**TASK DESCRIPTION**
Show all lines from the records below in which the string "guardrail" is present.

**INPUT DATA**
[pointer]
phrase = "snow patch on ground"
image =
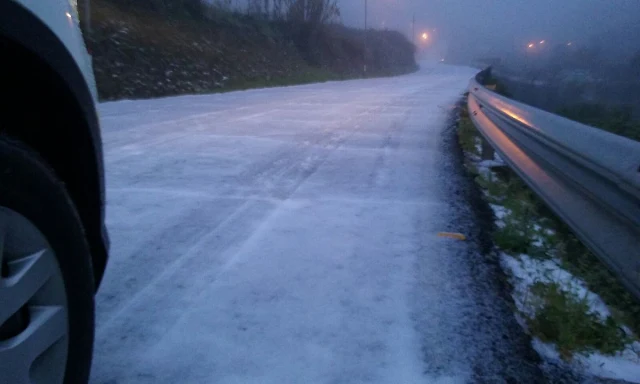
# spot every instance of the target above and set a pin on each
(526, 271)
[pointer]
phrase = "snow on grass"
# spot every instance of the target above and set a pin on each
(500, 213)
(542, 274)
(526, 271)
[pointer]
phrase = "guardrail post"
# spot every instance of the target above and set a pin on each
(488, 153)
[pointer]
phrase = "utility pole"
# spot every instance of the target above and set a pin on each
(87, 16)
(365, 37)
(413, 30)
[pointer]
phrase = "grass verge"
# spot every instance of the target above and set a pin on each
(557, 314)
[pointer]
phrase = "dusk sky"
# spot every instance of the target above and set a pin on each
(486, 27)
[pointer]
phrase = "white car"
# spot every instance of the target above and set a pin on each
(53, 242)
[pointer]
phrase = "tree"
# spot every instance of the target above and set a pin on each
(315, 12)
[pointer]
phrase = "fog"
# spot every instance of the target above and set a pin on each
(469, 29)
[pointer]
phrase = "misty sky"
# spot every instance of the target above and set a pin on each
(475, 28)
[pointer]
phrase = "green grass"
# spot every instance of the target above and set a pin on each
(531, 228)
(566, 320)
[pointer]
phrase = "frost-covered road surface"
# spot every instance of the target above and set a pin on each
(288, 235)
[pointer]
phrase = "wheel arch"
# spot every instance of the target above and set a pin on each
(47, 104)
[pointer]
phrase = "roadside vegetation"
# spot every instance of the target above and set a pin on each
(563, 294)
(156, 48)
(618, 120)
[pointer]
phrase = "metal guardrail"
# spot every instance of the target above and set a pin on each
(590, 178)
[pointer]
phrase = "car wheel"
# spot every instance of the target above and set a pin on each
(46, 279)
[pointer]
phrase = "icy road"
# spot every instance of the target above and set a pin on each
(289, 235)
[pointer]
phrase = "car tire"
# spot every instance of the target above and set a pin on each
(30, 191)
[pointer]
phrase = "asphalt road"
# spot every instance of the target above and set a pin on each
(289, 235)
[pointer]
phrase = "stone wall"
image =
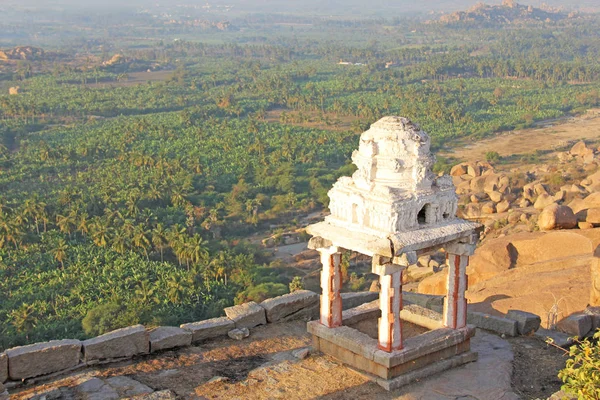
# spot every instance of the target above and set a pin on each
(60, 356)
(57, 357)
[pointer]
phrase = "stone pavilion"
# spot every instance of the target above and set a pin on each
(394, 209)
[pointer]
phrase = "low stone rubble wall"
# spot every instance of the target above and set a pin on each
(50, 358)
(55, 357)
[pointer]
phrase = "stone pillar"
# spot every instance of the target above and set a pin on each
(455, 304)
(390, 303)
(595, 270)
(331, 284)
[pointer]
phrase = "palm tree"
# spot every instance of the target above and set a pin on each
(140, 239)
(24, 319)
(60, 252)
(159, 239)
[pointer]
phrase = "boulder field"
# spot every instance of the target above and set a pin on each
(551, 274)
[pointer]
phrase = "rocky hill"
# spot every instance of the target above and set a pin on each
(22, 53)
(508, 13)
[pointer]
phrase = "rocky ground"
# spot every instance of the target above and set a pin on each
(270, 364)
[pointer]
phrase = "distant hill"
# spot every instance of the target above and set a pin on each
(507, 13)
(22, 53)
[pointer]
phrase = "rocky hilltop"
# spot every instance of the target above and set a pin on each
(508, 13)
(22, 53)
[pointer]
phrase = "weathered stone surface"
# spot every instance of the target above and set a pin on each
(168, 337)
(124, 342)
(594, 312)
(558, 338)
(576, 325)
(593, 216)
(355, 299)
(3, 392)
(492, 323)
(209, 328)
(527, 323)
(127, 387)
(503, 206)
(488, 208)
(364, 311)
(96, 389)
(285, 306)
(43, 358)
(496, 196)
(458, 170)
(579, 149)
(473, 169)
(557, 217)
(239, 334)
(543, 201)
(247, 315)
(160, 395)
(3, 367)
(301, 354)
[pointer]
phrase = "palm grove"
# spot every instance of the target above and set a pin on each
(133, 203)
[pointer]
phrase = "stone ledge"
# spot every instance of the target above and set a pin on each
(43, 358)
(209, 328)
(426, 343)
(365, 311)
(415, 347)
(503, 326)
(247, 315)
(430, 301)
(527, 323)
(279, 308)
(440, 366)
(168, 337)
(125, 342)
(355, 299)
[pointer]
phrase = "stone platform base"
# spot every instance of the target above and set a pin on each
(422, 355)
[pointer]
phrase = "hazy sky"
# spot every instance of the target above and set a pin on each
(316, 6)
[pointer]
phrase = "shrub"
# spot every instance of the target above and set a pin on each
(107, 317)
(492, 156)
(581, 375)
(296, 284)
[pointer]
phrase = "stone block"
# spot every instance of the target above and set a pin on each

**TASK RESPONSE**
phrase = "guardrail post"
phrase = "metal guardrail"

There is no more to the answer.